Teks Bacaan:
──────────────────────────────

BEKERJA DAN BERBAKTI UNTUK KEMAJUAN KTI

Problem Demokrasi di Balik Pertumbuhan

Problem Demokrasi di Balik Pertumbuhan


TIDAK berlebihan jika dikatakan bahwa Sulawesi Selatan merupakan barometer dinamika sosial politik dan ekonomi di kawasan timur Indonesia. Panas dinginnya suhu politik dan dinamika pembangunan di Sulsel dapat berpengaruh di kawasan sekitarnya.

Secara kuantitatif, angka statistik memberikan gambaran positif kinerja pembangunan di Sulsel. Berdasarkan data Badan Pusat Statistik, sejak tahun 2007 kinerja pertumbuhan ekonomi Sulsel telah melampaui kinerja nasional. Bahkan, peningkatan pertumbuhan yang tinggi pada 2012 terjadi ketika pertumbuhan nasional menurun. Tingkat kemiskinan provinsi ini juga di bawah level nasional dan cenderung menurun setiap tahun.

Demikian halnya tingkat pengangguran terbuka (yang terus berkurang. Tahun 2012 mencapai angka 5,87 persen, padahal, pada 2007 masih 11,25 persen, di bawah tingkat pengangguran nasional sebesar 6,14 persen.

──────────────────────────────

Cuplikan Data:

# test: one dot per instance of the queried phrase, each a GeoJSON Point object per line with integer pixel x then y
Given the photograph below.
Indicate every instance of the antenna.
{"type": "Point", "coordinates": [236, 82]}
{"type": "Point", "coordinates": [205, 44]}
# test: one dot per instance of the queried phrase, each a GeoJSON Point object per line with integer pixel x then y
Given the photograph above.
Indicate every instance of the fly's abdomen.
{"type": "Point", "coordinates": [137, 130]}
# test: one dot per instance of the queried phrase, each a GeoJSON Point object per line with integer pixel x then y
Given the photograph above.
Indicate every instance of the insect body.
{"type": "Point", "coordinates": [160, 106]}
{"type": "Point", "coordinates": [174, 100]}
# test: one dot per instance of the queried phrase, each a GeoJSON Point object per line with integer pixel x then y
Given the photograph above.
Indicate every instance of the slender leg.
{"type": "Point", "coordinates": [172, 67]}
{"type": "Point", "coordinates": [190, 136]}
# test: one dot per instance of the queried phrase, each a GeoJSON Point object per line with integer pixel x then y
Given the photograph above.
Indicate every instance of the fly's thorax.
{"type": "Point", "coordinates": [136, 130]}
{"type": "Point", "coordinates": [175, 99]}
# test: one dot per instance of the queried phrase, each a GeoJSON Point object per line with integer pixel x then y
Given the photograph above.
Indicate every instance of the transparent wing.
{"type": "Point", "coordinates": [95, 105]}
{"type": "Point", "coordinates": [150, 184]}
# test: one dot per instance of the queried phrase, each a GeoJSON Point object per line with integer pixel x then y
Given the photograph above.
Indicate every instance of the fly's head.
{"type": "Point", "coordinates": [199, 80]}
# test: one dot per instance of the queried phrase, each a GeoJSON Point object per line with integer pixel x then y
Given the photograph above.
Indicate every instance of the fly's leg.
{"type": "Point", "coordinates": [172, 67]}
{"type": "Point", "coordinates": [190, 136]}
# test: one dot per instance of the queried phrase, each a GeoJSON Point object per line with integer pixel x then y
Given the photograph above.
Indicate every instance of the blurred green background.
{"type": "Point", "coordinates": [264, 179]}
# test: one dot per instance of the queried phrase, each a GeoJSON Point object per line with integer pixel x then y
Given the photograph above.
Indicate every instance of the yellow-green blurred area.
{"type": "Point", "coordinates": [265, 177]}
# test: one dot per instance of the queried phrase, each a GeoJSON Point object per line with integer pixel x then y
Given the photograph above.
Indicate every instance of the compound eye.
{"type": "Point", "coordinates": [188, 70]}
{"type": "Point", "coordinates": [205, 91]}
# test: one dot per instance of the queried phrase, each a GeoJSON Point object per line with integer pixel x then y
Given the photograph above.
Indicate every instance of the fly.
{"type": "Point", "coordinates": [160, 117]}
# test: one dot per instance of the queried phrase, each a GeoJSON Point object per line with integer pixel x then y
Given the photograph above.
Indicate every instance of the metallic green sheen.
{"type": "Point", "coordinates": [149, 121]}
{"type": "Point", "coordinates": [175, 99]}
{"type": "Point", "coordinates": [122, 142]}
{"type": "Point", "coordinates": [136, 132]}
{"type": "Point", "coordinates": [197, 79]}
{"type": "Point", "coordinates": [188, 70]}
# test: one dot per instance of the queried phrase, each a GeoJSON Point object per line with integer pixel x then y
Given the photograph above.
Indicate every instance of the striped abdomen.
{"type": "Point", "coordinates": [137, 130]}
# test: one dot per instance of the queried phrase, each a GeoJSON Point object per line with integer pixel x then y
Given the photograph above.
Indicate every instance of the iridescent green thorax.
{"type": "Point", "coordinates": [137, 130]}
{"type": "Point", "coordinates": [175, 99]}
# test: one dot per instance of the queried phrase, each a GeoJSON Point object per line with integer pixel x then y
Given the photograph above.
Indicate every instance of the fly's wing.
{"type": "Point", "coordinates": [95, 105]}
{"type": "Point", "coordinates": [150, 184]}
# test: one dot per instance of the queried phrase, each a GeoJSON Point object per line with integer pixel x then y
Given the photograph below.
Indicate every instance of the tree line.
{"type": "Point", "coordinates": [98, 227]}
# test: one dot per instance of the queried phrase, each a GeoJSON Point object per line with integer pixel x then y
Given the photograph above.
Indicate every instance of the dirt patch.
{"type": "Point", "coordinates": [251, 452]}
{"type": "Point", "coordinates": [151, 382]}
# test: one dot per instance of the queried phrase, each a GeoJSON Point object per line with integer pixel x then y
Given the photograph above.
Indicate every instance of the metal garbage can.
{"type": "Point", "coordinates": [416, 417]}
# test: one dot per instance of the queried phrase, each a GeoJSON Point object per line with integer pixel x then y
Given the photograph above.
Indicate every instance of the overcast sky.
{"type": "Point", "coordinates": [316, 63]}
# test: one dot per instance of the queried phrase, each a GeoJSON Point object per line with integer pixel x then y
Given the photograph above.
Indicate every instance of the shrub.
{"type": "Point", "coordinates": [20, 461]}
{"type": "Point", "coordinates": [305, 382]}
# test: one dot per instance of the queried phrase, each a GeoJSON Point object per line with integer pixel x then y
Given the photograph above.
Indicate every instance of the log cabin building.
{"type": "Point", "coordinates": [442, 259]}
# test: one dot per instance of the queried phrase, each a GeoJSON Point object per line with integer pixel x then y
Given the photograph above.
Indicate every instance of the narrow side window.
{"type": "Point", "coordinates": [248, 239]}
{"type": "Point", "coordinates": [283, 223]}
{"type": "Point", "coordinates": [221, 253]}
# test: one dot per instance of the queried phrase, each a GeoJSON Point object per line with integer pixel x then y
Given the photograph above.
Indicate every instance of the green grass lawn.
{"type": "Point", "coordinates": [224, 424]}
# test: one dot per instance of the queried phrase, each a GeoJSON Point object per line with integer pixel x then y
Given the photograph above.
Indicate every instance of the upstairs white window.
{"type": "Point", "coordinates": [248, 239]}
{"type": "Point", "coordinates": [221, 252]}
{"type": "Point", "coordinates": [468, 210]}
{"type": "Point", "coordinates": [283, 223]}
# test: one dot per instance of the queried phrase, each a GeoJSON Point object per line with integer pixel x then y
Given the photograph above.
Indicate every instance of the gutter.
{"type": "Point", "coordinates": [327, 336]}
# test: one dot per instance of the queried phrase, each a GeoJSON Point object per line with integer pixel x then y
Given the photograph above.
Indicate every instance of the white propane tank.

──────────────────────────────

Tugas Tertulis:
[A] Ganti "persen" dengan "%" di teks tentang pembangunan Sulsel, pada semua bagian mulai dari "Demikian halnya tingkat" terus sampai "sebesar 6,14 persen.", lalu tuliskan bagian itu.
[B] Pilih setiap baris entri yang memuat kata "thorax", kemudian salin baris-baris tersebut.
Teks bacaan dan entri-entri ini tidak ada hubungannya satu sama lain.

Jawaban Tiap Tugas:
[A]
Demikian halnya tingkat pengangguran terbuka (yang terus berkurang. Tahun 2012 mencapai angka 5,87 %, padahal, pada 2007 masih 11,25 %, di bawah tingkat pengangguran nasional sebesar 6,14 %.

[B]
Indicate every instance of the fly's thorax.
Indicate every instance of the iridescent green thorax.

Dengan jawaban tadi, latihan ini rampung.